*** Gezeigter Textauszug ***

Pakistan ist nach eigenem Verständnis das Land der Reinen, Rechtgläubigen. Es entstand als Produkt der erst hinausgezögerten, dann überhasteten Dekolonisierung Britisch-Indiens. Die blutige Teilung der beiden größten Bestandteile des Kolonialreiches war der letzte Akt des Empire, des eigentlichen, geheimen Verlierers des Zweiten Weltkrieges.

Pakistan ist also schon von seiner Konzeption her ein Land ohne historische Grenzen und ohne Staatsvolk. Die Grenze im Nordosten des Landes, die Demarkationslinie durch Kaschmir, ist nicht definitiv festgelegt. Weiter südlich verläuft die – hier als Grenze anerkannte – Teilungslinie mitten durch den seit Jahrhunderten geeinten Pundschab. Zwischen Pakistan und Afghanistan führt die Grenze durch das Stammesgebiet der Pathanen, die auf beiden Seiten praktisch in Selbstverwaltung leben und sich noch nie darum geschert haben, welche Staatsangehörigkeit sie nach internationalen Normen haben.

*** Gespeicherte Daten ***

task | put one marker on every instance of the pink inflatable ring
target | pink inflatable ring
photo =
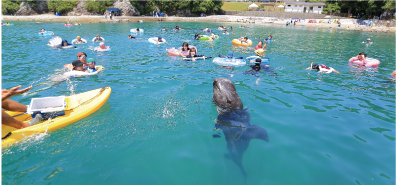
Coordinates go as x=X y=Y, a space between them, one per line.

***

**Gestellte Aufgabe 1:**
Durch welches Gebiet führt laut dem Textauszug über Pakistan die Grenze zwischen Pakistan und Afghanistan?
**Gestellte Aufgabe 2:**
Führe den Textauszug über Pakistan im Anschluss an seinen letzten Satz weiter.

**Ergebnis 1:**
Durch das Stammesgebiet der Pathanen.

**Ergebnis 2:**
Schon bei der Teilung Britisch-Indiens waren es pathanische Mudschaheddin, die in Kaschmir einfielen, um ihren muslimischen Brüdern zu helfen, das versprochene Selbstbestimmungsrecht durchzusetzen – so, wie sie es verstanden. Jetzt, während des Siegeszuges der Taliban durch Nordafghanistan, kommen ganze Buskolonnen von Studenten der pakistanischen Koranschulen, um die Kader in den neu eroberten Gebieten zu stärken.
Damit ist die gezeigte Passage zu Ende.